Both spend an entire summer helping each other overcome personal challenges. Their dedication and love for basketball transcended the playground and extended into their dysfunctional households, where both boys took on father-figure roles.

Jacob has no choice but to play in an underground league, constantly fighting to keep his cousin Damon out of debt and possible death. John’s overpowering guilt and family trauma erupt into a state of confusion with each spiritual intervention by Terry Gibson, a neighborhood boy killed in a drunk-driving crash.

Together, the two convey hope with their innocence, concerns, and faith in the unknown.

■ **EXERCISE MATERIALS**
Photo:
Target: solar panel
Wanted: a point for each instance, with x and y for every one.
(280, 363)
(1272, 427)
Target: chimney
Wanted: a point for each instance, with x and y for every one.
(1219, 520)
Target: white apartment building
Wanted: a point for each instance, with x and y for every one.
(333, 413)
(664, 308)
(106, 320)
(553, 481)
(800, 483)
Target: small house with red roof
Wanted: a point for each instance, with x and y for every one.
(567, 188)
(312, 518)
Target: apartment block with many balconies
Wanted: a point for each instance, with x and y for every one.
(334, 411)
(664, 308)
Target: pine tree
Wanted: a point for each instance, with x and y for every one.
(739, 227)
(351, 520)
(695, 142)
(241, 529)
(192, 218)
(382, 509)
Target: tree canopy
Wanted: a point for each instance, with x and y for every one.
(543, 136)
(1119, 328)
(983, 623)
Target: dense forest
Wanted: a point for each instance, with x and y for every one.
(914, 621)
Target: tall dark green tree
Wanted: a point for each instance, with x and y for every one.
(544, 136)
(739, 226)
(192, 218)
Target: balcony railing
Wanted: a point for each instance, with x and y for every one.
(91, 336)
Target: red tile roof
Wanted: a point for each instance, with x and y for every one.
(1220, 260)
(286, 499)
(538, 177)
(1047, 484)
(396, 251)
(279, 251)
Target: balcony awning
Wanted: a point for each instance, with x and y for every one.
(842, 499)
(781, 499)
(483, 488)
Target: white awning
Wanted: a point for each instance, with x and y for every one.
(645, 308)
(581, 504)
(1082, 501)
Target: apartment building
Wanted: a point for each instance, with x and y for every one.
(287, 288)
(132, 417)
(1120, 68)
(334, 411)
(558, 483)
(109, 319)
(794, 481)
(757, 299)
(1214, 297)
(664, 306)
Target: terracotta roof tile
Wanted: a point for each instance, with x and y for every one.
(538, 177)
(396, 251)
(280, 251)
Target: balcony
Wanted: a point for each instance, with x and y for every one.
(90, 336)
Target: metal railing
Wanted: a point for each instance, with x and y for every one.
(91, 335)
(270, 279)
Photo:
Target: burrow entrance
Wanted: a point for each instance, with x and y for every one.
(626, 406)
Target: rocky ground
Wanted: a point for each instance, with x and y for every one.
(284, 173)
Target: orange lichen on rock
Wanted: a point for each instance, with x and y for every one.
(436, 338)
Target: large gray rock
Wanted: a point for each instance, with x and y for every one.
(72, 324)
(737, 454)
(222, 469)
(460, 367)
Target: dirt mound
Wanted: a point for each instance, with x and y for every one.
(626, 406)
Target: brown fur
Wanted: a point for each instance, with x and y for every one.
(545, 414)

■ **TASK INSTRUCTIONS**
1. Reproduce the full passage about the two boys and basketball word for word.
2. Rewrite the entries from the line containing "Target: orange lichen on rock" through the last entry as a numbered list, with blank lines omitted.

■ **RESPONSE LIST**
1.
Both spend an entire summer helping each other overcome personal challenges. Their dedication and love for basketball transcended the playground and extended into their dysfunctional households, where both boys took on father-figure roles.

Jacob has no choice but to play in an underground league, constantly fighting to keep his cousin Damon out of debt and possible death. John’s overpowering guilt and family trauma erupt into a state of confusion with each spiritual intervention by Terry Gibson, a neighborhood boy killed in a drunk-driving crash.

Together, the two convey hope with their innocence, concerns, and faith in the unknown.

2.
1. Target: orange lichen on rock
2. Wanted: a point for each instance, with x and y for every one.
3. (436, 338)
4. Target: large gray rock
5. Wanted: a point for each instance, with x and y for every one.
6. (72, 324)
7. (737, 454)
8. (222, 469)
9. (460, 367)
10. Target: dirt mound
11. Wanted: a point for each instance, with x and y for every one.
12. (626, 406)
13. Target: brown fur
14. Wanted: a point for each instance, with x and y for every one.
15. (545, 414)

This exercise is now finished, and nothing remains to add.